[SUPPLIED PASSAGE — start]
I Cheated On My Boyfriend; What Should I Do?
When one partner cheats in a relationship, both parties tend to experience emotional challenges. The person who cheated may feel racked with guilt and struggle to come to terms with their actions, while the partner who has been cheated on may feel betrayed by someone they trusted.
If you've cheated on your boyfriend and are currently experiencing feelings of guilt because you feel like you ruined things, this may show you still have an emotional connection to your partner and you understand the implications of your actions. You may also be feeling lost and confused after cheating on your boyfriend.
Why you might feel so terrible right now
Whatever you’re feeling at this time, you don't need to face it alone. After cheating on a partner, feelings of grief, shame, and self-doubt may arise, which can be difficult to process. Below, we’ll discuss some possible actions to take after an instance of cheating and ways to obtain support during this period after cheating on your boyfriend.
[SUPPLIED PASSAGE — finish]
YOUR TASKS:
1. Return the portion of the article on cheating that runs from "Why you might" up to and including "period after cheating on your boyfriend.".
2. Summarize the article on cheating in two sentences.
3. Answer these questions using the article on cheating:
(a) How may the partner who has been cheated on feel?
(b) Which feelings does the article say may arise after cheating on a partner?
(c) What two things does the article say it will discuss?
[EXTRACTED ENTRIES — start]
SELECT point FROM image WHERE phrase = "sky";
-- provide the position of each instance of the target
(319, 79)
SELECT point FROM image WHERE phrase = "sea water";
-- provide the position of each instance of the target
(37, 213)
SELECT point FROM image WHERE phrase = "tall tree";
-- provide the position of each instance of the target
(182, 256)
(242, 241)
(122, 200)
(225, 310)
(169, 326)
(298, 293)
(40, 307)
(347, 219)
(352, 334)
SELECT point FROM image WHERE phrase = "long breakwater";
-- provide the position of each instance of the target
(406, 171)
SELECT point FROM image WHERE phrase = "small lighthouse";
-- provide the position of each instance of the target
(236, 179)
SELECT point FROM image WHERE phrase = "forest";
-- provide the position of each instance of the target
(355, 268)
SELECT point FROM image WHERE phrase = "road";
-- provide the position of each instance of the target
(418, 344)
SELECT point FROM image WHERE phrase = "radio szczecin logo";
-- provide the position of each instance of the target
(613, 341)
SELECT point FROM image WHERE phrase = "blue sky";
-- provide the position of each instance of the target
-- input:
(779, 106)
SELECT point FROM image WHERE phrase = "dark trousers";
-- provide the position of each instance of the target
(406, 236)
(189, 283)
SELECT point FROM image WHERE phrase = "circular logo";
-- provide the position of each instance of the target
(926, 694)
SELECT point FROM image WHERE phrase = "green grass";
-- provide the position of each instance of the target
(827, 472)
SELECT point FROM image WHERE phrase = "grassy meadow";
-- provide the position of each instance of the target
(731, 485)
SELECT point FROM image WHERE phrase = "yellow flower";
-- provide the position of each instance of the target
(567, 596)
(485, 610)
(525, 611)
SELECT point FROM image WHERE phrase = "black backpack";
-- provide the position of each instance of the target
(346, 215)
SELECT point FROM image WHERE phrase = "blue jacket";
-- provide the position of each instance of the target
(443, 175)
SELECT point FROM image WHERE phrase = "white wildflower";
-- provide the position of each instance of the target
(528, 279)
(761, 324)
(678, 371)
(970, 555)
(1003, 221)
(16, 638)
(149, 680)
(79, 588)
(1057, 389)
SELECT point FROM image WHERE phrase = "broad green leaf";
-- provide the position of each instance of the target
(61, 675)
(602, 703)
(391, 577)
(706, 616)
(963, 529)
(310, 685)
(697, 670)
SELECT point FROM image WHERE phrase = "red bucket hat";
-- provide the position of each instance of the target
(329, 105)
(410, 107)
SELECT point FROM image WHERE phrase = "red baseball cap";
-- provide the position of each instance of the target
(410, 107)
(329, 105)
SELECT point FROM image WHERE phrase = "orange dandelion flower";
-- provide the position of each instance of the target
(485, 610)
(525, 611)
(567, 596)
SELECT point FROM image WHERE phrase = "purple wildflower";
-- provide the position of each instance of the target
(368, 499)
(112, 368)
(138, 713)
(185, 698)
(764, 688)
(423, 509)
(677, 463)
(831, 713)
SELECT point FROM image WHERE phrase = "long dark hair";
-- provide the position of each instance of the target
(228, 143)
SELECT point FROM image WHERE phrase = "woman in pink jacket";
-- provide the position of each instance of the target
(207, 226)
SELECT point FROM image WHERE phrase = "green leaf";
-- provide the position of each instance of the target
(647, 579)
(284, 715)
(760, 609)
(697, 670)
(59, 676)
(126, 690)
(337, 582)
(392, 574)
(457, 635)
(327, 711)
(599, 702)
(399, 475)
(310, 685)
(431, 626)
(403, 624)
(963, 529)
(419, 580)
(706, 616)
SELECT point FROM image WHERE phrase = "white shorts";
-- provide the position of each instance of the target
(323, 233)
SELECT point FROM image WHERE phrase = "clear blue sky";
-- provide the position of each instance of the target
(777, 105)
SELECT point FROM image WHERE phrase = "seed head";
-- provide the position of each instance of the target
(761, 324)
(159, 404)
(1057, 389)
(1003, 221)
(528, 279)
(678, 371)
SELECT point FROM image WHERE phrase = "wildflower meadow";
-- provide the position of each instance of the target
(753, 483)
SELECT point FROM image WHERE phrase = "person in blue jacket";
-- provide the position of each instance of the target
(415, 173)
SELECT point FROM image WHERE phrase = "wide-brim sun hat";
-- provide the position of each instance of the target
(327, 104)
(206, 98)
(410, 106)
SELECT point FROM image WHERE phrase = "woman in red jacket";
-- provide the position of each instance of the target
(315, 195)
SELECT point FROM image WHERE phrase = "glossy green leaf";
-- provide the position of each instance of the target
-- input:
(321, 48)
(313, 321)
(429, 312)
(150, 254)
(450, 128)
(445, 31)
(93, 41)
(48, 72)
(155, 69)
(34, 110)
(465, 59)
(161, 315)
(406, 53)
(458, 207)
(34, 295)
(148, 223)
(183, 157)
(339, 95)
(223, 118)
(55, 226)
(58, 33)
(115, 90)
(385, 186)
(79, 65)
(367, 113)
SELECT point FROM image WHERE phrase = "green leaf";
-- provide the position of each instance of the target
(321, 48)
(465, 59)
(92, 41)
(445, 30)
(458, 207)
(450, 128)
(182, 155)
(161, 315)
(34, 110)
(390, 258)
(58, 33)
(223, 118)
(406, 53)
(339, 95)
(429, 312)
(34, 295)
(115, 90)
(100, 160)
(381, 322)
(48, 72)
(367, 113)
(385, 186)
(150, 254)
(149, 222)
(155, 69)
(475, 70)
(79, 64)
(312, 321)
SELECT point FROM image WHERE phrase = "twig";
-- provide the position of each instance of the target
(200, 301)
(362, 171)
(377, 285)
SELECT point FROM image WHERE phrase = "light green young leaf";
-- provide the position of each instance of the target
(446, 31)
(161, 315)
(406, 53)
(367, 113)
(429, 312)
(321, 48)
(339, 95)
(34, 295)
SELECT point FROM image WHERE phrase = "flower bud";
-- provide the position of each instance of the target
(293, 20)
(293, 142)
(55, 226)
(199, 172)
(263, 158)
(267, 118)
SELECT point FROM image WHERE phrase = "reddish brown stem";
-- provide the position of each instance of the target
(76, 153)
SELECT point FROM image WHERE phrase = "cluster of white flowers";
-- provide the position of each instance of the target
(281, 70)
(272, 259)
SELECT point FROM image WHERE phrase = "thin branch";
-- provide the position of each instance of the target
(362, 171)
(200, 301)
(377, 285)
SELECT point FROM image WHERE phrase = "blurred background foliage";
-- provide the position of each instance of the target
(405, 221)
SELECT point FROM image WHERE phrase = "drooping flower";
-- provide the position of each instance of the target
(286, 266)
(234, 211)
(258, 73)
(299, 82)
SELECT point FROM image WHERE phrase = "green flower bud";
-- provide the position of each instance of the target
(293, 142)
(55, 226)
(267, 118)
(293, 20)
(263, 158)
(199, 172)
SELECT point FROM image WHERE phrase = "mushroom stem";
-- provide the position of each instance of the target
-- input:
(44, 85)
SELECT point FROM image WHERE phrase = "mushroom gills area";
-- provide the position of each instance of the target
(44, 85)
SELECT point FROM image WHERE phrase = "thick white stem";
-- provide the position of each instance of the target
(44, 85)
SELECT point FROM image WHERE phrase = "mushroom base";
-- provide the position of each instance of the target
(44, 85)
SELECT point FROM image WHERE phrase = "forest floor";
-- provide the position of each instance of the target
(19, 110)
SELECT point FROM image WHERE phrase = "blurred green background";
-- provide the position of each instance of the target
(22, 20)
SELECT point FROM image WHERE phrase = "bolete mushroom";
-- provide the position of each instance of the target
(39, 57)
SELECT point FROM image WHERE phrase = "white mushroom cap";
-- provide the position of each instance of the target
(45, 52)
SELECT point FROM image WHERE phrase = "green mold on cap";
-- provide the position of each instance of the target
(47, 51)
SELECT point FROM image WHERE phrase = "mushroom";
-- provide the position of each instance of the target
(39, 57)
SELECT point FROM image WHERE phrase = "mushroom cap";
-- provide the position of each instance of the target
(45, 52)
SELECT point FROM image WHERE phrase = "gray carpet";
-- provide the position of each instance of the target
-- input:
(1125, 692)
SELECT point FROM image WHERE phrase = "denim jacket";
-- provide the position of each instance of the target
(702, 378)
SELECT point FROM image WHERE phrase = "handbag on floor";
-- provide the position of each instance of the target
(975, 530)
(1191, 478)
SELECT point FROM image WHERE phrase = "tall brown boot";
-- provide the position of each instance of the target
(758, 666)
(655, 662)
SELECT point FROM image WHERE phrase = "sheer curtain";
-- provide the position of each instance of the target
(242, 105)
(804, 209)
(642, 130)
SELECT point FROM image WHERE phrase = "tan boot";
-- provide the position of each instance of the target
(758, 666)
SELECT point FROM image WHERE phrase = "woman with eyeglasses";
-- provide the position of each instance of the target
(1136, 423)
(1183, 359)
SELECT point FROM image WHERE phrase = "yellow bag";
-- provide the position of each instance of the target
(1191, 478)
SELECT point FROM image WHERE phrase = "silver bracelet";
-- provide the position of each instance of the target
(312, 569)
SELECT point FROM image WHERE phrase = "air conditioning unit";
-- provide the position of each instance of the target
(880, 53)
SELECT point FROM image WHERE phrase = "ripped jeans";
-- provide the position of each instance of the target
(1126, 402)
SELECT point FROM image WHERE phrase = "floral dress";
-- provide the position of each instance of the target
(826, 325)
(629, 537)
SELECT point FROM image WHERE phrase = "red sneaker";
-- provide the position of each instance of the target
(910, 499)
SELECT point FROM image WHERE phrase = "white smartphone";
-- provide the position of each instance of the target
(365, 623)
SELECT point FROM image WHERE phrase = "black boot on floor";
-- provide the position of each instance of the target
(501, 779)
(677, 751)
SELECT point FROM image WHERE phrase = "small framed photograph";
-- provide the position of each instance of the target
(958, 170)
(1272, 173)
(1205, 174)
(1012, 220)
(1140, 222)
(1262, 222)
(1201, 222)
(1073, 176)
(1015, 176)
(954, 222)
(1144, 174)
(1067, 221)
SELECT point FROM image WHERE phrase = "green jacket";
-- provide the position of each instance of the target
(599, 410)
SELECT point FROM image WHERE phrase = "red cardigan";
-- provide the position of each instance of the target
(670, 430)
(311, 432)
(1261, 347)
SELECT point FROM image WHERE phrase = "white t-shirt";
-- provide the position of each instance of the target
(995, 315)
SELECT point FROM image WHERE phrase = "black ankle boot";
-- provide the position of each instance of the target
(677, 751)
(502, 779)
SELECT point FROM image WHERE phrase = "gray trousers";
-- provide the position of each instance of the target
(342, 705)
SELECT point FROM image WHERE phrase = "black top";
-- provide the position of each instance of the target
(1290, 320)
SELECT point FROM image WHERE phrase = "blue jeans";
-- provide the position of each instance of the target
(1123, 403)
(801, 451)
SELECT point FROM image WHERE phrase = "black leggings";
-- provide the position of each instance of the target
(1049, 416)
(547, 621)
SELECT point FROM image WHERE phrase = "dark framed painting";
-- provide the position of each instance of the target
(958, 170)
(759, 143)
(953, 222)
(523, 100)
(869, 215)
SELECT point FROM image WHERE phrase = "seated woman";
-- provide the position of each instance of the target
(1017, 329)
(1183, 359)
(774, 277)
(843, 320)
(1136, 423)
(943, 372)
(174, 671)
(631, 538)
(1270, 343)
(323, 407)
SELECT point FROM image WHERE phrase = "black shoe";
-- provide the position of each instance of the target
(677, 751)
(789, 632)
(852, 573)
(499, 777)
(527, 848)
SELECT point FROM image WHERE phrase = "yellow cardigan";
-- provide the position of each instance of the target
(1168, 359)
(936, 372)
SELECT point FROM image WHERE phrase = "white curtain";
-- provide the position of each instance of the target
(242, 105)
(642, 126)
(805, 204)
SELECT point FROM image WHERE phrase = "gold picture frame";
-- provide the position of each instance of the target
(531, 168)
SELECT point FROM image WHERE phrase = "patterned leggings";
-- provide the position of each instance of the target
[EXTRACTED ENTRIES — finish]
RESULTS BY TASK:
1.
Why you might feel so terrible right now
Whatever you’re feeling at this time, you don't need to face it alone. After cheating on a partner, feelings of grief, shame, and self-doubt may arise, which can be difficult to process. Below, we’ll discuss some possible actions to take after an instance of cheating and ways to obtain support during this period after cheating on your boyfriend.

2. When one partner cheats, both people tend to face emotional challenges: the one who cheated may feel racked with guilt, and the one cheated on may feel betrayed by someone they trusted. Guilt after cheating on a boyfriend may show a continued emotional connection and an understanding of what the act implies, and the article says no one needs to face these feelings alone as it turns to possible next steps and ways to get support.

3.
(a) Betrayed by someone they trusted.
(b) Grief, shame, and self-doubt.
(c) Possible actions to take after an instance of cheating, and ways to obtain support during the period after cheating on one's boyfriend.